| Set exercise |
Count the lines below that contain the string "bottle", treating uppercase and lowercase as different. Reply with the number only.

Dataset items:

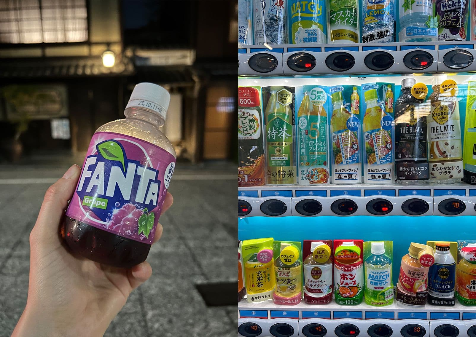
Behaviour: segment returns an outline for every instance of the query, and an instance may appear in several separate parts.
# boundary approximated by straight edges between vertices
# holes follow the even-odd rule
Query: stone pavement
[[[24,307],[28,237],[45,191],[69,166],[64,161],[0,166],[0,336],[10,335]],[[160,218],[163,235],[148,258],[152,276],[132,293],[105,336],[237,335],[236,306],[207,307],[194,287],[236,281],[236,165],[178,168],[169,189],[174,204]]]

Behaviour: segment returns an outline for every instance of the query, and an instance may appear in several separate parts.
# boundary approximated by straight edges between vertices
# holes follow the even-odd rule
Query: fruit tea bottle
[[[410,244],[408,253],[402,258],[397,284],[397,300],[417,305],[426,303],[428,271],[434,262],[433,249],[429,246]]]
[[[175,167],[159,129],[169,101],[161,87],[139,83],[125,119],[96,130],[61,229],[73,253],[117,267],[146,259]]]
[[[274,242],[275,304],[295,305],[302,297],[302,256],[301,243]]]
[[[303,93],[302,90],[310,89]],[[298,183],[299,185],[329,182],[328,156],[327,93],[324,87],[296,88],[296,99],[302,99],[296,115]]]
[[[456,297],[461,304],[476,305],[476,242],[458,241]]]
[[[428,274],[428,303],[435,305],[455,305],[456,262],[450,251],[449,242],[436,242],[435,263]]]
[[[310,245],[310,254],[303,263],[304,300],[308,304],[328,303],[333,288],[332,241],[312,241]]]
[[[334,292],[338,304],[356,305],[364,296],[362,240],[335,240]]]
[[[397,181],[415,184],[429,178],[426,133],[426,109],[424,99],[412,95],[416,82],[409,78],[402,81],[402,92],[395,112],[395,175]]]
[[[370,255],[365,262],[365,303],[371,306],[387,306],[393,303],[392,259],[386,254],[385,242],[370,243]],[[366,248],[364,246],[364,249]]]

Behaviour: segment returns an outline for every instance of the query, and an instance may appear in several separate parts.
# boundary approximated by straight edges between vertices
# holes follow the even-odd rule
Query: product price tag
[[[440,86],[440,93],[456,96],[458,93],[458,86],[453,79],[446,79]]]
[[[428,94],[428,87],[424,83],[415,83],[412,87],[411,94],[417,99],[424,99]]]

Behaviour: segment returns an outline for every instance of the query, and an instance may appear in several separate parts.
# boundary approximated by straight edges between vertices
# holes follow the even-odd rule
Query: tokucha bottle
[[[393,303],[392,260],[385,254],[385,243],[372,241],[371,255],[365,259],[365,303],[387,306]]]
[[[125,119],[96,130],[61,234],[72,252],[129,268],[147,257],[175,167],[173,146],[159,129],[170,95],[136,86]]]

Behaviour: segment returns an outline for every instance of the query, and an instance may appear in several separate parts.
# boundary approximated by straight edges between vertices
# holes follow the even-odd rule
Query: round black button
[[[438,210],[446,215],[456,215],[463,213],[466,205],[459,199],[446,199],[438,205]]]
[[[333,53],[326,59],[326,65],[334,71],[345,71],[354,66],[356,59],[348,53]]]
[[[386,51],[373,51],[364,59],[367,67],[376,71],[387,70],[393,65],[394,61],[393,56]]]
[[[428,203],[421,199],[408,199],[402,204],[402,210],[410,215],[421,215],[426,213],[429,209]]]
[[[308,71],[316,66],[316,58],[307,53],[296,53],[288,58],[288,66],[295,71]]]
[[[338,215],[350,215],[357,210],[357,204],[350,199],[339,199],[330,205],[330,210]]]
[[[288,209],[286,204],[280,200],[270,199],[267,200],[259,207],[261,212],[266,215],[276,217],[281,215]]]
[[[433,63],[433,57],[427,51],[423,50],[410,51],[403,58],[404,64],[413,70],[426,69]]]
[[[459,335],[459,330],[451,324],[442,324],[436,327],[434,331],[436,337],[456,337]]]
[[[322,205],[313,199],[305,199],[296,204],[296,210],[303,215],[316,215],[322,210]]]
[[[301,332],[306,337],[323,337],[327,334],[327,329],[322,324],[311,323],[304,326]]]
[[[392,328],[387,324],[374,324],[367,330],[370,337],[390,337],[392,333]]]
[[[464,69],[473,63],[473,54],[464,49],[448,51],[443,56],[445,65],[451,69]]]
[[[289,337],[294,333],[294,328],[287,323],[276,323],[269,328],[269,333],[276,337]]]
[[[468,329],[468,336],[469,337],[476,337],[476,325],[474,325]]]
[[[393,205],[386,199],[374,199],[367,203],[366,208],[374,215],[385,215],[392,211]]]
[[[407,324],[400,330],[400,333],[403,337],[423,337],[426,330],[419,324]]]
[[[238,199],[238,216],[244,217],[251,211],[251,205],[248,201]]]
[[[337,326],[334,333],[338,337],[349,337],[349,336],[357,336],[360,333],[360,330],[356,326],[350,323],[341,324]]]
[[[271,54],[260,53],[249,58],[249,68],[258,72],[269,72],[278,67],[278,59]]]
[[[262,332],[261,327],[250,322],[243,323],[238,327],[238,333],[246,337],[257,337]]]

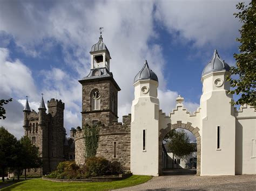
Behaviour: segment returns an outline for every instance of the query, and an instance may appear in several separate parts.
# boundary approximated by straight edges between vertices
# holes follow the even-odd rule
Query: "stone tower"
[[[117,120],[117,94],[120,88],[110,72],[111,58],[100,35],[91,54],[90,74],[79,82],[82,84],[82,125],[100,121],[107,124]]]
[[[131,122],[131,172],[158,175],[159,152],[158,79],[146,60],[135,76]]]

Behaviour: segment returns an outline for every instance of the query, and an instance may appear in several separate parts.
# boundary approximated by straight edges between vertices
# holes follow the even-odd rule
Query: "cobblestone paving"
[[[116,190],[256,190],[256,175],[153,177],[144,183]]]

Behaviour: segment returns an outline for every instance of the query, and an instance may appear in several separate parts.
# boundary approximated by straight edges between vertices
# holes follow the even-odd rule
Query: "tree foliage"
[[[4,119],[6,117],[4,115],[6,114],[6,111],[4,108],[3,107],[4,104],[8,104],[9,102],[11,102],[12,98],[10,98],[8,100],[0,100],[0,119]]]
[[[191,143],[187,133],[181,131],[171,130],[165,138],[171,152],[182,159],[191,152],[195,151],[194,144]]]
[[[99,138],[100,123],[92,126],[86,124],[84,127],[84,139],[85,145],[85,158],[95,157],[97,153]]]
[[[4,181],[4,172],[7,168],[15,164],[17,140],[4,127],[0,128],[0,168],[2,180]]]
[[[238,75],[235,80],[227,77],[233,90],[230,91],[232,94],[241,94],[241,97],[233,104],[243,105],[245,103],[256,106],[256,3],[252,1],[247,5],[239,3],[236,5],[240,10],[234,13],[242,23],[239,30],[241,37],[237,41],[241,43],[239,54],[234,54],[237,61],[236,67],[232,67],[230,72]]]
[[[17,140],[4,128],[0,128],[0,169],[3,181],[8,168],[15,171],[19,179],[24,169],[39,167],[41,165],[38,148],[29,138],[24,136]]]

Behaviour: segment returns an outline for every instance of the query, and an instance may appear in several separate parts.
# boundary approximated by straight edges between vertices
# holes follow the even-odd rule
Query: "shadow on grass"
[[[1,189],[1,191],[2,190],[11,190],[11,189],[12,188],[15,188],[15,187],[19,186],[19,185],[23,185],[23,183],[24,183],[25,182],[24,182],[23,181],[21,181],[20,182],[16,182],[16,183],[14,183],[13,185],[10,185],[7,187],[5,187],[5,188],[2,188]]]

| Final result |
2